__STORED ROWS__:
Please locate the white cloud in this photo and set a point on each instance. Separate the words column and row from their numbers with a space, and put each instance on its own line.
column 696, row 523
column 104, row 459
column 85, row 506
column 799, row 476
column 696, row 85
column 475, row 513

__EXERCISE DESCRIPTION__: Copy out each of the records above line by line, reproducing every word, number, and punctuation mark without change.

__SOLUTION FOR THIS TASK__:
Please locate the white cloud in this photo and set a point on each instance. Separate the words column and row from their numbers with a space, and put each instance on its own line.
column 696, row 523
column 104, row 459
column 85, row 506
column 799, row 476
column 696, row 85
column 475, row 513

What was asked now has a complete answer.